### What the task asks
The answer is to be an exact copy of the lines below running from the line with "column 176, row 86" down to the line with "column 113, row 320", both ends included, and nothing more.

### Natural language region descriptions
*** Begin section ***

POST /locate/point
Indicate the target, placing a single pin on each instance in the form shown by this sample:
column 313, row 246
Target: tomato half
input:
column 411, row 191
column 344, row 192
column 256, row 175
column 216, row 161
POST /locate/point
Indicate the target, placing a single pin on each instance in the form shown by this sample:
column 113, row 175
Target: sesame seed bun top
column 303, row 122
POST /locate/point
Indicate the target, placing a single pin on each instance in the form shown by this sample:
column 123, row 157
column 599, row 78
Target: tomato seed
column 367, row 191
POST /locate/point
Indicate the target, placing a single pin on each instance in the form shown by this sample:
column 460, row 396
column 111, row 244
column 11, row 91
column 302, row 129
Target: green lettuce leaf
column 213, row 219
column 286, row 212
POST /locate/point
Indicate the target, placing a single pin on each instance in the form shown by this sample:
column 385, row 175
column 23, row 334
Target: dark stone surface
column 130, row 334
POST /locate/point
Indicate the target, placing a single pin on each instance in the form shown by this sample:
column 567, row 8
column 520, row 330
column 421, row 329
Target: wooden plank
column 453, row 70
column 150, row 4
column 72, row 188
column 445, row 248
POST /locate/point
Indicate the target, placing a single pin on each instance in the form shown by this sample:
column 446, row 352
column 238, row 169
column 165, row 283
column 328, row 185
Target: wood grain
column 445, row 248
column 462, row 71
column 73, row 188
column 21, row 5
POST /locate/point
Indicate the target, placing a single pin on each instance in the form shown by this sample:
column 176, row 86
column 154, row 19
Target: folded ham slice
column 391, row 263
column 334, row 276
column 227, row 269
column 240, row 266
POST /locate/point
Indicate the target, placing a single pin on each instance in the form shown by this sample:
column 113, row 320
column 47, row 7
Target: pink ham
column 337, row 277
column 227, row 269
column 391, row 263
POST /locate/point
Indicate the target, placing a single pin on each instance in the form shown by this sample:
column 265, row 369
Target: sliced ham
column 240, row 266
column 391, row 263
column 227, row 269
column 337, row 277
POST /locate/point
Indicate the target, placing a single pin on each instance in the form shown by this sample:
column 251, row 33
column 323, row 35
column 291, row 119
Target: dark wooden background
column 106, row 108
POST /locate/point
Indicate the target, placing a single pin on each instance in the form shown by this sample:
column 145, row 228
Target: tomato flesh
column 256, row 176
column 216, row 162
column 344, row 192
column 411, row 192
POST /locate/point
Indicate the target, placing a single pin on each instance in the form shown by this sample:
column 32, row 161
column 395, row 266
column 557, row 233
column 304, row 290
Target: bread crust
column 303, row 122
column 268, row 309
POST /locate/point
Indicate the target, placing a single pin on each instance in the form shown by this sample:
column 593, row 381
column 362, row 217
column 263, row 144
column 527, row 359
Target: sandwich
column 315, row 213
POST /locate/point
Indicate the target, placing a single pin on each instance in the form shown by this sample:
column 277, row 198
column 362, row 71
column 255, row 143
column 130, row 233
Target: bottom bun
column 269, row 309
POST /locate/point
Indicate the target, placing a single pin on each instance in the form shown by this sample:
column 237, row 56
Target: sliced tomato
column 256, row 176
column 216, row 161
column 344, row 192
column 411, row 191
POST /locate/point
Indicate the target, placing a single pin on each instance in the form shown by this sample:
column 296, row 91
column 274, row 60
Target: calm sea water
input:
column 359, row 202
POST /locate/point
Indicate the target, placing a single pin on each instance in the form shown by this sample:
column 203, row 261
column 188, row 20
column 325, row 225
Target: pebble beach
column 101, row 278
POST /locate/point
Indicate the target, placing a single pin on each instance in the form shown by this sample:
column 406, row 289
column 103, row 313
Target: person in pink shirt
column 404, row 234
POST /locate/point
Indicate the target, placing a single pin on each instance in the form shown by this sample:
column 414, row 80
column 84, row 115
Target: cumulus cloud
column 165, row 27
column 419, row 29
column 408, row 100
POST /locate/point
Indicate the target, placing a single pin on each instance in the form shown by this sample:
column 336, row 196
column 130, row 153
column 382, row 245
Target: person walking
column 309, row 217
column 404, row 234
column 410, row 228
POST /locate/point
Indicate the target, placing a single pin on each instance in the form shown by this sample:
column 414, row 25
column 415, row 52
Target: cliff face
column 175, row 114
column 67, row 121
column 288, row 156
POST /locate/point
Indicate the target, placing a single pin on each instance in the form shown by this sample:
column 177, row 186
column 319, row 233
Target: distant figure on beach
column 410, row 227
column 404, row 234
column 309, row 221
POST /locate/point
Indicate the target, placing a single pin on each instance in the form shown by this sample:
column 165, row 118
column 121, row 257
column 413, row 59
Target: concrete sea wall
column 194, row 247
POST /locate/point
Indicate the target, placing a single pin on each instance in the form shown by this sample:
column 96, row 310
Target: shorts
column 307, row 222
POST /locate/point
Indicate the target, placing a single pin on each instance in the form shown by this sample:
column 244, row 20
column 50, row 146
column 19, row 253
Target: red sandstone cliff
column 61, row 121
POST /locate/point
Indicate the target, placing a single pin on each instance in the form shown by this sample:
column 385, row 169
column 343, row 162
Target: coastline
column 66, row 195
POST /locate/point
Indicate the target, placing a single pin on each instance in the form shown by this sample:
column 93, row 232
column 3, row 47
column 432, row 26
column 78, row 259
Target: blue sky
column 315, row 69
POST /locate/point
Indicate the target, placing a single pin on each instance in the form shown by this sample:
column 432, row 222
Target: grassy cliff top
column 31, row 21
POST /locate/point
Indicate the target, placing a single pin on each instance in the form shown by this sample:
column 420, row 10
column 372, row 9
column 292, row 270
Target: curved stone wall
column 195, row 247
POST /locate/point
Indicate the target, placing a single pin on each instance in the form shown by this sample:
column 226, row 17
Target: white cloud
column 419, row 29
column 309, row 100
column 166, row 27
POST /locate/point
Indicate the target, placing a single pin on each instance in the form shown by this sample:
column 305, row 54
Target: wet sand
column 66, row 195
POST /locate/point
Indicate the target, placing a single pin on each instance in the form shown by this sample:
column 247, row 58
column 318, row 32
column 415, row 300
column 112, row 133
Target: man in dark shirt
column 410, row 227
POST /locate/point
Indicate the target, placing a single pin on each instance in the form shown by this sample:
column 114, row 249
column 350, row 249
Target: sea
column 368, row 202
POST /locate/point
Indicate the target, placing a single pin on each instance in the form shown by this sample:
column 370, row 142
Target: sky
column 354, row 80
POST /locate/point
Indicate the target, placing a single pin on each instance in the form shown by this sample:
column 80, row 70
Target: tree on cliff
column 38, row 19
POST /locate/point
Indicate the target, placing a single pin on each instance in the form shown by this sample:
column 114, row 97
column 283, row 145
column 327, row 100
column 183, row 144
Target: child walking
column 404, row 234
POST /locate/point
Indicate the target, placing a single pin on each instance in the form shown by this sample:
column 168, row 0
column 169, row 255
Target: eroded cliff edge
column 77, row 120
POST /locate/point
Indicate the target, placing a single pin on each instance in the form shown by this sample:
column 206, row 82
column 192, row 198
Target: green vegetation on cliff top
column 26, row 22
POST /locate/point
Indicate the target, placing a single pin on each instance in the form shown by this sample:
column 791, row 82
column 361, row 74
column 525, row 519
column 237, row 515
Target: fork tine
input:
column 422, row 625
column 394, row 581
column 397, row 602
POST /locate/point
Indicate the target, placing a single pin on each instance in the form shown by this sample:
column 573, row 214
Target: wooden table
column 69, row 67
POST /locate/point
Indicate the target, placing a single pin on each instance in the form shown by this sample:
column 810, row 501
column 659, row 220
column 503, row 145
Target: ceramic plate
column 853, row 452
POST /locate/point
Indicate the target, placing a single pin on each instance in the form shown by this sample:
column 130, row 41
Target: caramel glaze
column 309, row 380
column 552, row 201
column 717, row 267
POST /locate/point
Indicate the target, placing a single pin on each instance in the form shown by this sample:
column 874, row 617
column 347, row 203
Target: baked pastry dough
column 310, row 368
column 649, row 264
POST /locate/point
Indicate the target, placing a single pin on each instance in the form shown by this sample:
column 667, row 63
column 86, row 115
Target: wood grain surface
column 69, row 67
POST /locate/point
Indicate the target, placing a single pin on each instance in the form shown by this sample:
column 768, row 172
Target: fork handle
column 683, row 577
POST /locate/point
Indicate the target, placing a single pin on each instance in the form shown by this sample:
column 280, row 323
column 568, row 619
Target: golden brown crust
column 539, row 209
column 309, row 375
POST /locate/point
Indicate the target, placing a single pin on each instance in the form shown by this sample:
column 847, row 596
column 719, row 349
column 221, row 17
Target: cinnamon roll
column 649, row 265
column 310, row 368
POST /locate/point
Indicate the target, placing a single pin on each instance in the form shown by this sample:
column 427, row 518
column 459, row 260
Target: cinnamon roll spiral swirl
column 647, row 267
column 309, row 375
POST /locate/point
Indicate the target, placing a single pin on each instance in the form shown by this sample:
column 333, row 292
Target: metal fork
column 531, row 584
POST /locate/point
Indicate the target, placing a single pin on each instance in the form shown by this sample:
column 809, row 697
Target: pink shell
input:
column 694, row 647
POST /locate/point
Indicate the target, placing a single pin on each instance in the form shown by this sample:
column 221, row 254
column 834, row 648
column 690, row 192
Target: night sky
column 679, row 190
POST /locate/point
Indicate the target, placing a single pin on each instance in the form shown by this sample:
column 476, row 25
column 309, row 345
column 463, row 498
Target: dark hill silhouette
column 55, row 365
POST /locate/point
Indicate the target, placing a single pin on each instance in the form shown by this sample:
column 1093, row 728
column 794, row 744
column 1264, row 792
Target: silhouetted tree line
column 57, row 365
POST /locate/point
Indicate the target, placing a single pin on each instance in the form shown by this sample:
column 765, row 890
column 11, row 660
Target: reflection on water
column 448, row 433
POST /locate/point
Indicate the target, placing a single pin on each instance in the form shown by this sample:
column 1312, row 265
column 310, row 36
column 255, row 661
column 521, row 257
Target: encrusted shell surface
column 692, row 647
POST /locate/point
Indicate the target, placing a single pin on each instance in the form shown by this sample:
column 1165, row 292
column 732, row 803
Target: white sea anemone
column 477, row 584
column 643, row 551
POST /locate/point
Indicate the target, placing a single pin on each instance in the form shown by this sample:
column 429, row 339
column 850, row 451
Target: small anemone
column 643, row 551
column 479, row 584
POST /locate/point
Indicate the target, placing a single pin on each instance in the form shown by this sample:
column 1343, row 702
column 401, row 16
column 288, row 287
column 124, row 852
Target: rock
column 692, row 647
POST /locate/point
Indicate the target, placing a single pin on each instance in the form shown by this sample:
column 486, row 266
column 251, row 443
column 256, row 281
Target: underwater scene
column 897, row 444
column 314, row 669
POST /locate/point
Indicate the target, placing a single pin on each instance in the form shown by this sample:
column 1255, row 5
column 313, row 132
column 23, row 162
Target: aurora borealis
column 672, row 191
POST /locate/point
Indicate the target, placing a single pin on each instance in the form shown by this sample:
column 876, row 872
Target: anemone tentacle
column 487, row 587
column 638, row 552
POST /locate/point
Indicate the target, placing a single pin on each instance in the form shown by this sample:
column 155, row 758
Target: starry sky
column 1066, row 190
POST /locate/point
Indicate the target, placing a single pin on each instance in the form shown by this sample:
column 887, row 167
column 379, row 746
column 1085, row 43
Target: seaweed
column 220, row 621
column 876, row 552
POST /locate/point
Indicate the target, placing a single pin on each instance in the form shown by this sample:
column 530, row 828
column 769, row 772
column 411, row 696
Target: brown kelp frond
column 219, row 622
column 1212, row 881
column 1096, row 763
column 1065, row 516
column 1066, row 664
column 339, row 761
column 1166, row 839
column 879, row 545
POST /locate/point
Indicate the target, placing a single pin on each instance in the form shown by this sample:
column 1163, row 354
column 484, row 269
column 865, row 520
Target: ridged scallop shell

*** End section ***

### Task output
column 176, row 86
column 154, row 19
Target: folded ham slice
column 391, row 263
column 334, row 276
column 227, row 269
column 240, row 266
POST /locate/point
Indicate the target, placing a single pin on each instance in the form shown by this sample:
column 113, row 320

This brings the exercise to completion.